Exercise instructions -
Copy out the records again. Change nothing.

───── Exercise material

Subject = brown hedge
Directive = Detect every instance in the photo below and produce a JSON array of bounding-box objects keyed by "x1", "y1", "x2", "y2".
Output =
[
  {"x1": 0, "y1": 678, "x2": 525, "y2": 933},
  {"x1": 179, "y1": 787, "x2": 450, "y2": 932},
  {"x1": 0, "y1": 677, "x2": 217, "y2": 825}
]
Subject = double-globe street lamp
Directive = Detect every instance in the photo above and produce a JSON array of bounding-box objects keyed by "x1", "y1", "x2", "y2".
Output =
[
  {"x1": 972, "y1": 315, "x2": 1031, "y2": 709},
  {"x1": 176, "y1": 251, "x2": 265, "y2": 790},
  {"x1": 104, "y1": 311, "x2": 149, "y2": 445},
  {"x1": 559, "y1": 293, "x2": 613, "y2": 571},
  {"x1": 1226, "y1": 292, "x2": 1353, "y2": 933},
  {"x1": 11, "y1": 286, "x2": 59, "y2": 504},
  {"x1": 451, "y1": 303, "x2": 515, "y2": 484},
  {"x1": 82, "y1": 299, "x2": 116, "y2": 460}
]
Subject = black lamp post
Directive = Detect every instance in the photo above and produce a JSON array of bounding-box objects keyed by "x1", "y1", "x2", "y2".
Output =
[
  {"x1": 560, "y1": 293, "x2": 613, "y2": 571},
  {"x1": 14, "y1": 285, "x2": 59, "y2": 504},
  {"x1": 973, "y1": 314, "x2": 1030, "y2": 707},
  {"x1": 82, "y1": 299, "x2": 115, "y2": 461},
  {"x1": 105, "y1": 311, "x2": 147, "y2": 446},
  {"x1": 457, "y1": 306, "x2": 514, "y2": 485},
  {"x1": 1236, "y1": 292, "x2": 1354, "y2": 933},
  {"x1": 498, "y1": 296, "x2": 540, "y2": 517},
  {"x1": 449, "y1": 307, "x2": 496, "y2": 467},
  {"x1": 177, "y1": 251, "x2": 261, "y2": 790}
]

──────────

The completed task -
Subject = brown hedge
Directive = Detect every instance in the photo below and produce a JSON array of bounding-box objects keyed by "x1", "y1", "x2", "y2".
Output =
[
  {"x1": 0, "y1": 678, "x2": 525, "y2": 933},
  {"x1": 179, "y1": 787, "x2": 450, "y2": 932},
  {"x1": 0, "y1": 677, "x2": 217, "y2": 825}
]
Subject = double-globe street lamp
Directive = Detect every instance in the photo above and produce a JSON array of bounding-box objects keyed by "x1", "y1", "x2", "y2".
Output =
[
  {"x1": 972, "y1": 315, "x2": 1031, "y2": 709},
  {"x1": 176, "y1": 251, "x2": 265, "y2": 790},
  {"x1": 104, "y1": 311, "x2": 149, "y2": 445},
  {"x1": 559, "y1": 293, "x2": 613, "y2": 571},
  {"x1": 1226, "y1": 292, "x2": 1353, "y2": 933},
  {"x1": 11, "y1": 286, "x2": 59, "y2": 504},
  {"x1": 451, "y1": 303, "x2": 515, "y2": 484},
  {"x1": 82, "y1": 299, "x2": 116, "y2": 460}
]
Subject = black lamp post
Directive = Detect every instance in the photo above and produce a JSON array of bounding-box objects keyed by "x1", "y1", "x2", "y2".
Output =
[
  {"x1": 560, "y1": 293, "x2": 613, "y2": 571},
  {"x1": 14, "y1": 285, "x2": 59, "y2": 504},
  {"x1": 973, "y1": 314, "x2": 1030, "y2": 707},
  {"x1": 82, "y1": 299, "x2": 115, "y2": 461},
  {"x1": 105, "y1": 311, "x2": 147, "y2": 446},
  {"x1": 457, "y1": 306, "x2": 514, "y2": 485},
  {"x1": 1236, "y1": 292, "x2": 1354, "y2": 933},
  {"x1": 498, "y1": 296, "x2": 540, "y2": 517},
  {"x1": 449, "y1": 307, "x2": 496, "y2": 467},
  {"x1": 177, "y1": 251, "x2": 261, "y2": 790}
]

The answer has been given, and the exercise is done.